> [Requirement]
The full set of records must be set down verbatim.

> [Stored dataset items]
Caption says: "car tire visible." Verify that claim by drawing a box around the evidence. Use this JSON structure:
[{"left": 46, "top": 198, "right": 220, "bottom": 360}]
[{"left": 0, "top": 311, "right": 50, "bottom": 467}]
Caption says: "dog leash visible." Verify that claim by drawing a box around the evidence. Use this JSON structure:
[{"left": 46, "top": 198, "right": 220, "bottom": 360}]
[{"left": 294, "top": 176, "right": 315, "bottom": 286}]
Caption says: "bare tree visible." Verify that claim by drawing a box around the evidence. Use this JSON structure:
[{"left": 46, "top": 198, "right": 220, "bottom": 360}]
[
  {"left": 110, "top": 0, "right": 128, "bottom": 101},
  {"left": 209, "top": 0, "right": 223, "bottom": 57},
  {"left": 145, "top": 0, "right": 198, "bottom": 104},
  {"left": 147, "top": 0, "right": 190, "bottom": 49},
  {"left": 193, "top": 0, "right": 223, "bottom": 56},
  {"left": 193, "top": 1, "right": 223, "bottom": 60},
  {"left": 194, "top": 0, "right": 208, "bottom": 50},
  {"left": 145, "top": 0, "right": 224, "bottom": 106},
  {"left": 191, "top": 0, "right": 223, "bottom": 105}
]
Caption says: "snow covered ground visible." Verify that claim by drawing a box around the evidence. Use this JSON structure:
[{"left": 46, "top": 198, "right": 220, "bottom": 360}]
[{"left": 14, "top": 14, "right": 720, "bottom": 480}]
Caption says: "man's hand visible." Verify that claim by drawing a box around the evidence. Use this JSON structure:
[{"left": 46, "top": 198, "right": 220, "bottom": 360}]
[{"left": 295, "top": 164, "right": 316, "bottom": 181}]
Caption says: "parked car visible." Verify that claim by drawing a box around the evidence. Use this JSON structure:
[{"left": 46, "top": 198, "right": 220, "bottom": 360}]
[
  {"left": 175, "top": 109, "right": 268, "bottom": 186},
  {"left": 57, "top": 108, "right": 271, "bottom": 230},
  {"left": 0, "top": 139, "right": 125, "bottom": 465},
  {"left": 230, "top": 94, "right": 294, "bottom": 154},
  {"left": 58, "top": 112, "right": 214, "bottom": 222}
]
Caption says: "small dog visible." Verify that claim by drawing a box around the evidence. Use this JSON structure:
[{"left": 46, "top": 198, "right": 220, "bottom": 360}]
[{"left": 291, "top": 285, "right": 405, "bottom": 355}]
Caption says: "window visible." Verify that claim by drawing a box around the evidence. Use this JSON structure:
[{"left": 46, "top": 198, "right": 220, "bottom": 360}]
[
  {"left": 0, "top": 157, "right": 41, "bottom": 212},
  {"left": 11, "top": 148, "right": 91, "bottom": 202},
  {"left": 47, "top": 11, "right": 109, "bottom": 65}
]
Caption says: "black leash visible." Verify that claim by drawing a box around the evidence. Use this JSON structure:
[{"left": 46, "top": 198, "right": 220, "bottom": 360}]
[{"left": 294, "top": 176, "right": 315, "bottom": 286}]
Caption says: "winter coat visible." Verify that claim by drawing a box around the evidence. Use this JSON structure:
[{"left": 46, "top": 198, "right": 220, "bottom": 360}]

> [Answer section]
Caption says: "car tire visible." Verify that claim by drawing a box around the evidence. Use this JSON structure:
[{"left": 46, "top": 198, "right": 220, "bottom": 360}]
[{"left": 0, "top": 311, "right": 50, "bottom": 467}]
Caption says: "dog leash visible." Verify that claim by drawing a box around the evidence. Use this JSON structure:
[{"left": 46, "top": 198, "right": 220, "bottom": 360}]
[{"left": 294, "top": 176, "right": 315, "bottom": 286}]
Caption says: "bare tree visible." Verify that claim by drawing a box around the evidence. Use this JSON structure:
[{"left": 46, "top": 198, "right": 220, "bottom": 360}]
[
  {"left": 110, "top": 0, "right": 128, "bottom": 101},
  {"left": 209, "top": 0, "right": 223, "bottom": 57},
  {"left": 145, "top": 0, "right": 198, "bottom": 104},
  {"left": 147, "top": 0, "right": 190, "bottom": 49},
  {"left": 193, "top": 0, "right": 223, "bottom": 56},
  {"left": 193, "top": 1, "right": 223, "bottom": 60},
  {"left": 194, "top": 0, "right": 208, "bottom": 50},
  {"left": 145, "top": 0, "right": 224, "bottom": 106},
  {"left": 191, "top": 0, "right": 223, "bottom": 105}
]
Caption says: "snow covered ground visible." Verify that claim by drawing a box around the evidence. Use this JSON structure:
[{"left": 46, "top": 198, "right": 220, "bottom": 360}]
[{"left": 14, "top": 14, "right": 720, "bottom": 480}]
Caption says: "man's hand visible." Verify that claim by drawing a box around the evidence. Use this JSON structure:
[{"left": 46, "top": 198, "right": 220, "bottom": 360}]
[{"left": 295, "top": 164, "right": 316, "bottom": 181}]
Caption says: "parked car visible." Verify that claim by drawing a box around the evidence. Use this JSON structure:
[{"left": 46, "top": 198, "right": 220, "bottom": 360}]
[
  {"left": 175, "top": 109, "right": 268, "bottom": 186},
  {"left": 57, "top": 108, "right": 271, "bottom": 230},
  {"left": 0, "top": 139, "right": 125, "bottom": 465},
  {"left": 230, "top": 94, "right": 294, "bottom": 154},
  {"left": 58, "top": 112, "right": 214, "bottom": 222}
]
Caption says: "small dog visible." Verify that claim by drawing a box around the evidence. Use this JSON structure:
[{"left": 46, "top": 198, "right": 220, "bottom": 360}]
[{"left": 291, "top": 285, "right": 405, "bottom": 355}]
Caption says: "window visible." Verify that claim by drawing a box around the evidence. Use this JSON structure:
[{"left": 46, "top": 198, "right": 220, "bottom": 360}]
[
  {"left": 0, "top": 157, "right": 41, "bottom": 212},
  {"left": 11, "top": 148, "right": 91, "bottom": 202},
  {"left": 47, "top": 11, "right": 109, "bottom": 65}
]
Caption says: "black leash visible." Verify that claim by drawing a box around the evidence. Use this JSON structure:
[{"left": 46, "top": 198, "right": 220, "bottom": 360}]
[{"left": 294, "top": 176, "right": 315, "bottom": 286}]
Caption says: "winter coat visible." Verify that claim by drawing a box around the evidence. Use this JSON structure:
[{"left": 46, "top": 198, "right": 220, "bottom": 360}]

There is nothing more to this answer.